Exercise set:
1. In the passage on garbage-collecting Scheme and Prolog symbols, what architectural limit did Quintus Prolog have on its symbol table?
2. Extend the passage on garbage-collecting Scheme and Prolog symbols, picking up after its final sentence.

Document excerpt:
If "symbol" objects are just unique immutable strings, then you might not
need to worry. In pure RnRS/IEEE Scheme, that's what symbols are. In
some Scheme implementations, there is additional information associated
with symbols.
You need to consider
- other information retained because a symbol is retained
- the space required for the symbols and their table
- other effects of retaining symbols, such as increasing time to
search the symbol table.
If you decide that symbols should be collectable, which SWI Prolog does,
you do NOT need a full weak-table implementation. With a classic stop-
the-world collector, it is enough to ensure that the collector does not
treat the symbol table as one of the "roots" and that it repairs the
table after a collection.
I know that most local symbols (unless they are
quoted) in scheme-expressions are converted, within
a Scheme interpreter, into objects that represent
lexical addresses. Thus, unless the symbols are
used globally, the symbols are unlikely to be needed
when the interpreter is running.
Symbols are used for many other purposes. In Prolog, the deciding factor
for several implementors was wanting to access external databases, and
wanting to represent some of the information coming back as symbols, so
as to have fast (in)equality tests. In a single run, several millions
of different symbols might come into existence, be used, and then be
flushed from memory.
SWI Prolog represents character data in SGML or XML documents as symbols.
It seems that such a weak-pointer symbol table
is expensive to maintain.
NOT doing it can also be expensive. Quintus Prolog had an architectural
limit of 2 million symbols in the symbol table. That turned out not to
matter, because on the 4MB machines of the day, once the symbol table
grew beyond about 50000 you got thrashing. I had to completely rewrite
the symbol table to scale well.

Data extract:
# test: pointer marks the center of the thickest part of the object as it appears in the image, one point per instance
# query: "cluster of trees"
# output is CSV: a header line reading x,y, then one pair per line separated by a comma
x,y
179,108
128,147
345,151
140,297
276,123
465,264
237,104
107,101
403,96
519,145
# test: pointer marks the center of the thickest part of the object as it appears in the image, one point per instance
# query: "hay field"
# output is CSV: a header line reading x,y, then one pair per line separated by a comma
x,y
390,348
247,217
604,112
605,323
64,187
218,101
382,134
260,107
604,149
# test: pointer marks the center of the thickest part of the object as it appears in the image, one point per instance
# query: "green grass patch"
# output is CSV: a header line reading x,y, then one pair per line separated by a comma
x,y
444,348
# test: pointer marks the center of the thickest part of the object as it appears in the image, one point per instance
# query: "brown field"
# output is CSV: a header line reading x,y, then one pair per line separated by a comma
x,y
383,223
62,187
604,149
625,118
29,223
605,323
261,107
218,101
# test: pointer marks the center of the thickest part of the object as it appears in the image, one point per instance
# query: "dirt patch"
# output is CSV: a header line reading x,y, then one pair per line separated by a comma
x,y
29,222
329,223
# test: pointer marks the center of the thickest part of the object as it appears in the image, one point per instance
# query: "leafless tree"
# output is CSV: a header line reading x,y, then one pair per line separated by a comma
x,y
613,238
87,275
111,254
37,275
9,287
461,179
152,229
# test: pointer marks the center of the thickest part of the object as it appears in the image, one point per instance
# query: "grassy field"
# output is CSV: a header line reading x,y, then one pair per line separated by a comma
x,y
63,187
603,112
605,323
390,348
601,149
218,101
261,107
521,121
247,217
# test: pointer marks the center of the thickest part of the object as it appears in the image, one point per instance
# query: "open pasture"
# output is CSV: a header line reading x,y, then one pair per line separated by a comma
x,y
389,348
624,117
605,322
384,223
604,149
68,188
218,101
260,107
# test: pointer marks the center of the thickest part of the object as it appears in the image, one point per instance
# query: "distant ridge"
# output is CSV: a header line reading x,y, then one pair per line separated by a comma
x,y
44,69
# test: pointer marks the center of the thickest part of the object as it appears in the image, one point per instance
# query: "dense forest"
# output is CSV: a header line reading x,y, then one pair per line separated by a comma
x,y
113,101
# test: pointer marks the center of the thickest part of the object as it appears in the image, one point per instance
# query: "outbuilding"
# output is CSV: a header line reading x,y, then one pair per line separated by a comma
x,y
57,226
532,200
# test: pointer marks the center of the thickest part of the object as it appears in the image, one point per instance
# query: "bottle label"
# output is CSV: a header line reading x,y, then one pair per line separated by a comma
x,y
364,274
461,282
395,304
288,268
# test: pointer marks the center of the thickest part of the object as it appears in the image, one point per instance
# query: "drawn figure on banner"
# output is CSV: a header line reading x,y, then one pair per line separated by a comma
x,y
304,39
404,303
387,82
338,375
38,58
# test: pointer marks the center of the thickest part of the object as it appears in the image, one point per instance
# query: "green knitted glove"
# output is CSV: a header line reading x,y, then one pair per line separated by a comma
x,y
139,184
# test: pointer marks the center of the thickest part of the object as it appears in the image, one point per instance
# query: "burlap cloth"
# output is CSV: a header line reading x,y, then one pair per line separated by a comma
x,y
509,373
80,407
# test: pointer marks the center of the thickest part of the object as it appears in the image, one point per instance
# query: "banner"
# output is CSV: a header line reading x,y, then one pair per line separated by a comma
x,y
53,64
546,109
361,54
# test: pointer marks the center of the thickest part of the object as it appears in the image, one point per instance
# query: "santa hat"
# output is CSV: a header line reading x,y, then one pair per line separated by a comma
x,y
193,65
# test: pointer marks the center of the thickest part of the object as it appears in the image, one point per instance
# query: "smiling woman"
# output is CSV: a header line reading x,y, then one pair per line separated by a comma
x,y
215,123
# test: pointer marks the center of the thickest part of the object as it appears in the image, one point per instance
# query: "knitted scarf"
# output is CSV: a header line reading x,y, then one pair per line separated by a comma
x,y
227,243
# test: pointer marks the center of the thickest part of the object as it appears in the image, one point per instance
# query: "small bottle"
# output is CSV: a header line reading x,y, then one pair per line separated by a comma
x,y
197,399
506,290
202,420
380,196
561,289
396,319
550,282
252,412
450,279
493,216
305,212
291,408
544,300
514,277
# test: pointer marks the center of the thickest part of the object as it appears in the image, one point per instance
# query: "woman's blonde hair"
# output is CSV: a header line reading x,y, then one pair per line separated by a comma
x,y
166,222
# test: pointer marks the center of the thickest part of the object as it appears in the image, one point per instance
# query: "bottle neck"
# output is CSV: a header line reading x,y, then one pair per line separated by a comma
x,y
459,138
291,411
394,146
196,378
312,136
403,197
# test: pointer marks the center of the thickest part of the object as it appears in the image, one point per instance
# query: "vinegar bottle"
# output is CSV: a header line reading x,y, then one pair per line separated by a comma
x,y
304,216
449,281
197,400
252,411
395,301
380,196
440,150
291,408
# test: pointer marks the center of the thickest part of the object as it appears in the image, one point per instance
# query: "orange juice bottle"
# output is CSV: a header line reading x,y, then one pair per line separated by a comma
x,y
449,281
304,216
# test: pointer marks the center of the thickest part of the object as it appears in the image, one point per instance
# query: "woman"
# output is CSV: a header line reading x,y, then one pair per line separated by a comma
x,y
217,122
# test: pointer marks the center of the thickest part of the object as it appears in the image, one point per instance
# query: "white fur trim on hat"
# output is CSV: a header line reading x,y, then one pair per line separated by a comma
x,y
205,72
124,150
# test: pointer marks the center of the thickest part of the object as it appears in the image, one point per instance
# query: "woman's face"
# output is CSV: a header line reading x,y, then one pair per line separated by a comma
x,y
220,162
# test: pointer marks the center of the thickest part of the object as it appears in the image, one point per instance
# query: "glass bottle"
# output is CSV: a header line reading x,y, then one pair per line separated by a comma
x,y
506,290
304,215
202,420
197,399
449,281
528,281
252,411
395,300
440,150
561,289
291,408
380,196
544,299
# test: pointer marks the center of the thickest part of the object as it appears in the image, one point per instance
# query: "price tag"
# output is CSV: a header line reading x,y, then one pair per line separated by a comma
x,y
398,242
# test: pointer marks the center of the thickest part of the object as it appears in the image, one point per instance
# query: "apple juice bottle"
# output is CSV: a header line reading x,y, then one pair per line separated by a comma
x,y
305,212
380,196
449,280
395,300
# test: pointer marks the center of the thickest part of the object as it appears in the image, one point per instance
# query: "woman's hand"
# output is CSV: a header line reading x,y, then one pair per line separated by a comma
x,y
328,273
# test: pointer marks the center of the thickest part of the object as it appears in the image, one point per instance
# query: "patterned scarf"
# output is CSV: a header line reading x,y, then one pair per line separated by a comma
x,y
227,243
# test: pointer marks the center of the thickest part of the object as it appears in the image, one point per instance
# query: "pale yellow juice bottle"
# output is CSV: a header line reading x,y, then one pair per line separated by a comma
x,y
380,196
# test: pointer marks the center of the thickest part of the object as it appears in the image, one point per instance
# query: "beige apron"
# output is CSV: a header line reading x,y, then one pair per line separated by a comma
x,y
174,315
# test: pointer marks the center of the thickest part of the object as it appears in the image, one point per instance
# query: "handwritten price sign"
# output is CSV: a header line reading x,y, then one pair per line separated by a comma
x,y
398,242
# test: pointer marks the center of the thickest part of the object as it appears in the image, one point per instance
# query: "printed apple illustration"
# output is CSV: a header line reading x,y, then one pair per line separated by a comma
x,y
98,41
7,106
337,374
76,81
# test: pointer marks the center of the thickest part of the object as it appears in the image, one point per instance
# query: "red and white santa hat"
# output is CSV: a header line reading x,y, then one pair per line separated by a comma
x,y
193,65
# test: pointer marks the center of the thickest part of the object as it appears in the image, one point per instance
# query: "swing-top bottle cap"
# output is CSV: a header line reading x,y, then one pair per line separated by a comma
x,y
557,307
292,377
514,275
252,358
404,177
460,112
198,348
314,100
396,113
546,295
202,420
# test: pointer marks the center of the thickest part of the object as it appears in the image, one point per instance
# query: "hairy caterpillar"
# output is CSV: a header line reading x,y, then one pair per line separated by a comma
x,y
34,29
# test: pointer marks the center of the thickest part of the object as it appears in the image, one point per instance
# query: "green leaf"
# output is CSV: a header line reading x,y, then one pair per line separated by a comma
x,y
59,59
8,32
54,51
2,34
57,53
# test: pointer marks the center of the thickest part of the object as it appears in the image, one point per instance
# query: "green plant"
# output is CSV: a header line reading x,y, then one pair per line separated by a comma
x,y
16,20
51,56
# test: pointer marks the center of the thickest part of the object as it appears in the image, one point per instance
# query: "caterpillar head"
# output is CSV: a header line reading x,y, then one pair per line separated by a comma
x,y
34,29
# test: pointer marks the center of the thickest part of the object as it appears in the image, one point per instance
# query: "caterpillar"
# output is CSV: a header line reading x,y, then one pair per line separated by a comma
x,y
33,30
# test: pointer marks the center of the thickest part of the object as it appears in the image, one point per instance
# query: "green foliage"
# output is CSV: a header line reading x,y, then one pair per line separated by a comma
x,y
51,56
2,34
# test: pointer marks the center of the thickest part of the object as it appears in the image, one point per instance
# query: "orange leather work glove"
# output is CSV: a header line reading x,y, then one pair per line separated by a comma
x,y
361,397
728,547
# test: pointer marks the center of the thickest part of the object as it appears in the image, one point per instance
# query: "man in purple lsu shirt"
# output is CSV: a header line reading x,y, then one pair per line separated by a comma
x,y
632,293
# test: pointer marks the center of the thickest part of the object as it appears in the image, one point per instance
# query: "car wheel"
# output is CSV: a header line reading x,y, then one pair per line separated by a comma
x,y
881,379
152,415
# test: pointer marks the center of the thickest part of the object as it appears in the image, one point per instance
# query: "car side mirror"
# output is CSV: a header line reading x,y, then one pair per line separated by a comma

Responses per task:
1. Quintus Prolog could hold at most 2 million symbols in its symbol table.

2.
At the garbage
collection time, the collector probably has zero
out the weak pointer references. Later when
the table is accessed, via an accessor method,
the table entries and overflow
chains probably need to be cleaned up.
What makes you think this is an expensive problem?
If the symbol table is small enough that you can afford *not* to
collect it, repairing the symbol table is cheap enough not to worry about.
If the symbol table is large enough that you *have* to collect it, there
is little you can do that would be worse than not collecting it.
P.S. Some time ago, there was a discussion
thread on using hashtables for XML. If
XML file was read into a GC collected
environment. Would it be advisable to use
weak pointered hashtable here (to
store strings)?
Note that the keys in a hash table should not be changed in a way that
alters their hash code. In practice, this means no tampering with strings.
If you have a hash table ensuring the uniqueness of a collection of
immutable strings, you have something pretty much identical to Scheme
symbols. Over a fairly wide range of XML files, my measurements show
that this really pays off VERY well, even for "content" strings. Large
strings tend to be unique anyway, but small strings tend to be used a lot,
often enough for uniqueness to pay.
Once again, you don't need a general purpose weak pointer mechanism here.
If you have one, you can use it, but you can also build special handling
for "symbol tables" into the garbage collector.